▶ [Exercise requirements]:
Repeat the records below word for word, starting at the line with "Existence query: does the image contain any bird?" and continuing through the final line of the records, with both ends included. Leave the pictures out of your answer.
++++++
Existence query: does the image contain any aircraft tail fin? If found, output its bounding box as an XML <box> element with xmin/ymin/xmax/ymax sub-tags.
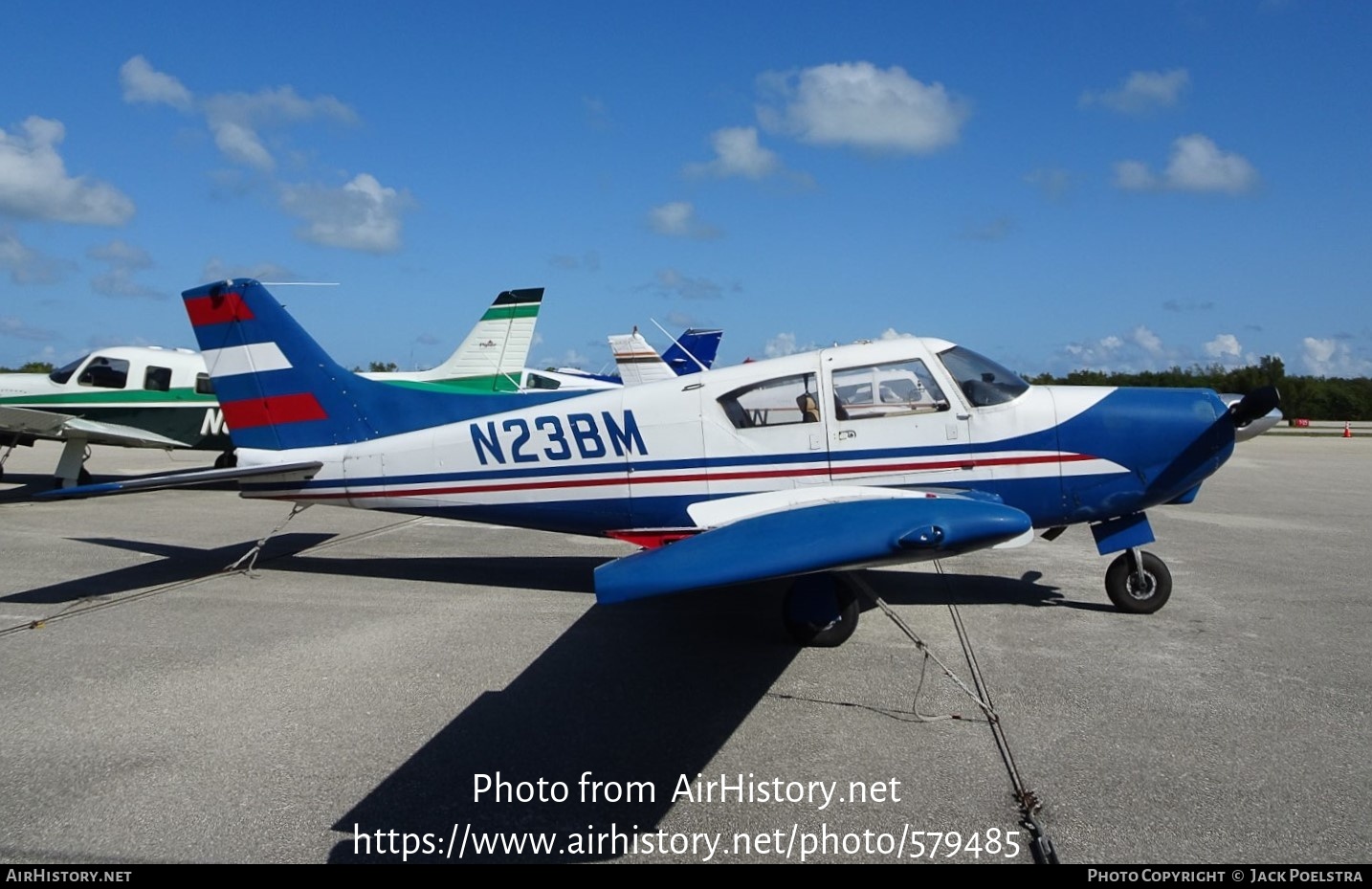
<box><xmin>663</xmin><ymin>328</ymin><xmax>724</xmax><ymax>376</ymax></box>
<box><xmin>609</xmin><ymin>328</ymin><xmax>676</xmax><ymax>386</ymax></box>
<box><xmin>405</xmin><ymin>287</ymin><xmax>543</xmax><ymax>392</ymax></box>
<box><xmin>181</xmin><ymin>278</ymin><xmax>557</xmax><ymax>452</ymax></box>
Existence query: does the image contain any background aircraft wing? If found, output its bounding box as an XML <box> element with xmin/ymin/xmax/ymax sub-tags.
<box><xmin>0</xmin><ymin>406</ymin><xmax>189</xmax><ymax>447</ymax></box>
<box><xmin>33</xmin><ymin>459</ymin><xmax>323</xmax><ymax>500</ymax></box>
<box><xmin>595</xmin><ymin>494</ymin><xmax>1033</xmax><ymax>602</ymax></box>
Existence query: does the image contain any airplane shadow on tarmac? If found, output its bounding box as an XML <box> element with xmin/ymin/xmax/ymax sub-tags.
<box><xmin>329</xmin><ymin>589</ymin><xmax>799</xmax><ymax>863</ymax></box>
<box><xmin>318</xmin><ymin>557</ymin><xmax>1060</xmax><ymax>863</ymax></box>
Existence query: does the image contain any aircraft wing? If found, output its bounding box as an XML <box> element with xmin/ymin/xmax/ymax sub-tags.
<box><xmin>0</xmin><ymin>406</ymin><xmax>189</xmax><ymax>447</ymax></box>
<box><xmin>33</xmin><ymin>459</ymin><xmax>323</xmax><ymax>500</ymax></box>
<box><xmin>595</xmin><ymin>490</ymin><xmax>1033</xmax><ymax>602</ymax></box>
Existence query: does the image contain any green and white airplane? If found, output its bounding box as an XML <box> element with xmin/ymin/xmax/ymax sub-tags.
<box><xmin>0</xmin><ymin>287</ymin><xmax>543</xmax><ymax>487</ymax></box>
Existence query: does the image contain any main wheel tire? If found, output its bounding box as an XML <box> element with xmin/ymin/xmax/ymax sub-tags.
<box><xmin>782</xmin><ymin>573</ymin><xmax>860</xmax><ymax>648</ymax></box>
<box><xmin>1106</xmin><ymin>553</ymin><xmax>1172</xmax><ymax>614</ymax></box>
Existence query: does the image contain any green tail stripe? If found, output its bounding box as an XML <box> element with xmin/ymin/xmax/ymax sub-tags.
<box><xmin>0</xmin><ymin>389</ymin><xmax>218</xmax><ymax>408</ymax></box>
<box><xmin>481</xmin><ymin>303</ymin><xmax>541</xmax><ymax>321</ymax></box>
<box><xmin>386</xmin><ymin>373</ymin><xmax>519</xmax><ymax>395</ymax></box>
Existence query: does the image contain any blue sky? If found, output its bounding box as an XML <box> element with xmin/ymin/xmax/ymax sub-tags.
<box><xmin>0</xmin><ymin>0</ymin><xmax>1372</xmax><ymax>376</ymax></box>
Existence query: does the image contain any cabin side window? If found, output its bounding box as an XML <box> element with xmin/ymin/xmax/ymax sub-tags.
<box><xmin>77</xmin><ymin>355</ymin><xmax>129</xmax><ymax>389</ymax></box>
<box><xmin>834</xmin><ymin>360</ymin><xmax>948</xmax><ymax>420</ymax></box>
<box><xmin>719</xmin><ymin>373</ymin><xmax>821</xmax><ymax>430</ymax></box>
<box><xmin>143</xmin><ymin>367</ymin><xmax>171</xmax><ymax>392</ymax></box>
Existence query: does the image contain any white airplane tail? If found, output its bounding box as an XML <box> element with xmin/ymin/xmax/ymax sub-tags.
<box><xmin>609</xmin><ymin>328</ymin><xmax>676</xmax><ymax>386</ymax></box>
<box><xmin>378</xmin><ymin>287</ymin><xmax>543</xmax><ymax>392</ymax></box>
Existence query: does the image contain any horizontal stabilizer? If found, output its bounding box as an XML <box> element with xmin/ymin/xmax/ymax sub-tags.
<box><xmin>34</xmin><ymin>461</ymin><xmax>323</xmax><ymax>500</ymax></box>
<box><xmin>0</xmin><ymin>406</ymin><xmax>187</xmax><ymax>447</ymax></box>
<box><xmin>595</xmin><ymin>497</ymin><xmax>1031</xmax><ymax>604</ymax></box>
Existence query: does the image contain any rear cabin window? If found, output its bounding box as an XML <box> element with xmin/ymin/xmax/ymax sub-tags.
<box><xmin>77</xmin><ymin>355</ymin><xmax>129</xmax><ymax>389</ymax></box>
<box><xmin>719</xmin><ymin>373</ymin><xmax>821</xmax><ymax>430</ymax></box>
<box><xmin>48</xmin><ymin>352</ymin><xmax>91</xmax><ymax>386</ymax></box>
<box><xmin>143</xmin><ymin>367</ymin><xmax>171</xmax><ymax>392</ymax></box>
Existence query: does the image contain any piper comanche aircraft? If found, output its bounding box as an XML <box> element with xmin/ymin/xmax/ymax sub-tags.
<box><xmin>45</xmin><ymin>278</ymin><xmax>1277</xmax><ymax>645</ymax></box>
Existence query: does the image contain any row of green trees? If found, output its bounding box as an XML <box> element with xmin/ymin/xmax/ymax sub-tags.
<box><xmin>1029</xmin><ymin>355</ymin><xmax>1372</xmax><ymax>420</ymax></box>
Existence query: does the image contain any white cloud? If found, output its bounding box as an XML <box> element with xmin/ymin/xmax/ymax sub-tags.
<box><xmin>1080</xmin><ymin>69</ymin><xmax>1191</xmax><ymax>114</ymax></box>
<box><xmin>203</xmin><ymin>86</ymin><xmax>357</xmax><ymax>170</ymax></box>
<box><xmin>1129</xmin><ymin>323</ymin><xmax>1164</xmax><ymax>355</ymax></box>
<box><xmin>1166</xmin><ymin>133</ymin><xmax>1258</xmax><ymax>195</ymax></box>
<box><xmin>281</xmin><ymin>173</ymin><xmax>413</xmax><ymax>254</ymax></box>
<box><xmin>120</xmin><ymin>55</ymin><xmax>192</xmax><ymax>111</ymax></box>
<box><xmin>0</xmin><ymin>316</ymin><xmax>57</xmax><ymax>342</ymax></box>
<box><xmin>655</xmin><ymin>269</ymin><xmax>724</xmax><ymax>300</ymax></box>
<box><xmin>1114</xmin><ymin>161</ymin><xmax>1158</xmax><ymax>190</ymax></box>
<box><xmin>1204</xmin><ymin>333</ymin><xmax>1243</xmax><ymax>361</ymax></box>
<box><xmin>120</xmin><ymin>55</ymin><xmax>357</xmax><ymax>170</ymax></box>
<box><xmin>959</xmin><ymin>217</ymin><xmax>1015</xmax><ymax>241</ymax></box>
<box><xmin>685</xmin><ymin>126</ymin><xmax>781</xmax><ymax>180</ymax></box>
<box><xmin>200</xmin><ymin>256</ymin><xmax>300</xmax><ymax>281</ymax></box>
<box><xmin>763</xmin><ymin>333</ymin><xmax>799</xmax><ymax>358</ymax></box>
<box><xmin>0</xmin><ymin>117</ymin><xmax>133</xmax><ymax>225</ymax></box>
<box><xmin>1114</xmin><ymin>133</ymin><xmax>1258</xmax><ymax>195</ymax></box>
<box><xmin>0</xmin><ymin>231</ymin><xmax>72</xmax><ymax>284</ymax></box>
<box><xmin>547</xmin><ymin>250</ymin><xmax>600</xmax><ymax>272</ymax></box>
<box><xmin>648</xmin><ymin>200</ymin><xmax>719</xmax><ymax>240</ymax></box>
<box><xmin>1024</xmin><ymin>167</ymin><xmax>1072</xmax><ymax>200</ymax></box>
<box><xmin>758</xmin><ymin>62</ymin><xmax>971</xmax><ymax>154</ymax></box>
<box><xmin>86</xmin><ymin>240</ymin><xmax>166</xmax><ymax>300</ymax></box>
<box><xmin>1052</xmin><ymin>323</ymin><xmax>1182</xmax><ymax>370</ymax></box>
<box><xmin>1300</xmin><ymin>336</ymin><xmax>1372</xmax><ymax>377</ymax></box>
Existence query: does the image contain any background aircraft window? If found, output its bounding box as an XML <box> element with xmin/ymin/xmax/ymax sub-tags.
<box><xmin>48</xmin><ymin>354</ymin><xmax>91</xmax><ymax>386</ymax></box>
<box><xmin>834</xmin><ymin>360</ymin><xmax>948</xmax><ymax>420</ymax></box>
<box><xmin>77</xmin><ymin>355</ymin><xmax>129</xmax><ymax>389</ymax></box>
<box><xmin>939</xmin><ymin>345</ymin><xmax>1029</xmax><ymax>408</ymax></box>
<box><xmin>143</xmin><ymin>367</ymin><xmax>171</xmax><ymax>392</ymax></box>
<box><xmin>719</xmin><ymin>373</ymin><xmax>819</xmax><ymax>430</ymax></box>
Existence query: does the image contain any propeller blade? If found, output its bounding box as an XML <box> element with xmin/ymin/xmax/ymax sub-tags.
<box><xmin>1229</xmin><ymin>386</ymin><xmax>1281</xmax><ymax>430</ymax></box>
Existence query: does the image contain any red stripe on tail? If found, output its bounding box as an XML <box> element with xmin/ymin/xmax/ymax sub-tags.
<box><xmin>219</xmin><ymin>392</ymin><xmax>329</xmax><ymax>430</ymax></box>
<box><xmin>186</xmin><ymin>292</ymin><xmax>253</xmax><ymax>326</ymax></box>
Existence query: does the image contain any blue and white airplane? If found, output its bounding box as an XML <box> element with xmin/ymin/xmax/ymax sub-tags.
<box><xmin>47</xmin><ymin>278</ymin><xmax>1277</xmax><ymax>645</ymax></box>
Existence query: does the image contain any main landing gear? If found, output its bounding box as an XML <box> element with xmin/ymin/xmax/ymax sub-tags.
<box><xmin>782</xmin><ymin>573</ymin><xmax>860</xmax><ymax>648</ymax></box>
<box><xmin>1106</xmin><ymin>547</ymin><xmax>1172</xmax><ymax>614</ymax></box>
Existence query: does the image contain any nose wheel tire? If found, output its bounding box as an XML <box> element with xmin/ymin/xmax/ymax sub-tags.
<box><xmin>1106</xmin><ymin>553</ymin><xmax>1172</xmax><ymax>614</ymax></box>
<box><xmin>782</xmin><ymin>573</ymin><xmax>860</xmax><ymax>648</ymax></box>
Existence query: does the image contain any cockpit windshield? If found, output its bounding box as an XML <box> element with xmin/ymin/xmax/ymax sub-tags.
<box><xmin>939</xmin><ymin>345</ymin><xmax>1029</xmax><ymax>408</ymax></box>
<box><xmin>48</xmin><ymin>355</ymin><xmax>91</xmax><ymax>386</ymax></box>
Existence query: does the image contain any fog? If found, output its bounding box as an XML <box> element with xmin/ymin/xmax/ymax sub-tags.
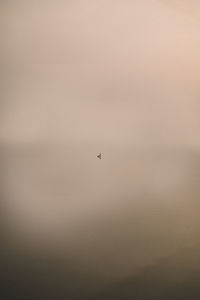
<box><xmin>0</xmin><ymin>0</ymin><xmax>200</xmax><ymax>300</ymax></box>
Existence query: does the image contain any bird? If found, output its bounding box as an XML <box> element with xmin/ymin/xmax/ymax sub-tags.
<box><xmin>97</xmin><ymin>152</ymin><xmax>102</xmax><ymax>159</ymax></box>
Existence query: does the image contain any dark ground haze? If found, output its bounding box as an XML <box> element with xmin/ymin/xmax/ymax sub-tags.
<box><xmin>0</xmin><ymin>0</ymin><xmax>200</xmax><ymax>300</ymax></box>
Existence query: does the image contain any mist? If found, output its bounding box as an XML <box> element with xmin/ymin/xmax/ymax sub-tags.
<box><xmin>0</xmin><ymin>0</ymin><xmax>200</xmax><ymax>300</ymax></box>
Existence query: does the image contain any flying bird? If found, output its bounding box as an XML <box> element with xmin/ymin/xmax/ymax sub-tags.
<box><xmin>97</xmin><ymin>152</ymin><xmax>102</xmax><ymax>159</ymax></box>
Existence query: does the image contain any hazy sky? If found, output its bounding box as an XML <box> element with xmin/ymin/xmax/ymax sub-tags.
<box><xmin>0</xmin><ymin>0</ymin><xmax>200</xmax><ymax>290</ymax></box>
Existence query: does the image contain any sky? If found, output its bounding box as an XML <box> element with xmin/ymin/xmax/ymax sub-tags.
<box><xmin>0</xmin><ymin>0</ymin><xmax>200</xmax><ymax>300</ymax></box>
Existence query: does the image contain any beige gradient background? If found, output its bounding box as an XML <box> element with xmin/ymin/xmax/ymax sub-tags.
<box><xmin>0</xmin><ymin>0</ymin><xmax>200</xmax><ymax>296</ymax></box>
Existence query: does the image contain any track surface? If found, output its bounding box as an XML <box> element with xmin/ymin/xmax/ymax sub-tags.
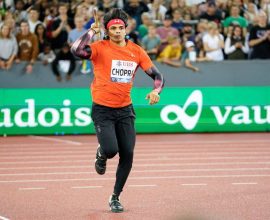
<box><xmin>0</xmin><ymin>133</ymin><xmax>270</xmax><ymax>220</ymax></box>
++++++
▶ [Solution to the exercise]:
Existence query: does the image contain any bird? If found, output its bounding box as an XML <box> element with xmin/ymin/xmax/ymax sub-tags.
<box><xmin>97</xmin><ymin>152</ymin><xmax>102</xmax><ymax>159</ymax></box>
Existence query: does the image contain any dark ground haze? If found, output its bounding box as an XML <box> element with xmin/ymin/xmax/ymax sub-tags.
<box><xmin>0</xmin><ymin>0</ymin><xmax>200</xmax><ymax>300</ymax></box>
Existence query: does the image contain any mist? If found, output its bounding box as an XML <box> element with xmin/ymin/xmax/ymax sub-tags.
<box><xmin>0</xmin><ymin>0</ymin><xmax>200</xmax><ymax>300</ymax></box>
Existence query: does the image contain any flying bird? If found, output its bounding box as an XML <box> element with xmin/ymin/xmax/ymax sub-tags.
<box><xmin>97</xmin><ymin>152</ymin><xmax>102</xmax><ymax>159</ymax></box>
Existence query: does the image contain any hazy sky? If found, output its bounding box as an XML <box> element with xmin/ymin/xmax/ymax sub-tags.
<box><xmin>0</xmin><ymin>0</ymin><xmax>200</xmax><ymax>290</ymax></box>
Existence query: does the image contain any sky? If found, output its bounding box as an XML <box> element with xmin/ymin/xmax/ymax sub-tags.
<box><xmin>0</xmin><ymin>0</ymin><xmax>200</xmax><ymax>300</ymax></box>
Existence query: does the image contain any beige gradient background? If found, output its bounding box as an XML <box> element with xmin/ymin/xmax/ymax sub-tags.
<box><xmin>0</xmin><ymin>0</ymin><xmax>200</xmax><ymax>296</ymax></box>
Existence query: does the image contain any track surface? If found, output its bounding box as an XML <box> element with xmin/ymin/xmax/ymax sub-tags.
<box><xmin>0</xmin><ymin>133</ymin><xmax>270</xmax><ymax>220</ymax></box>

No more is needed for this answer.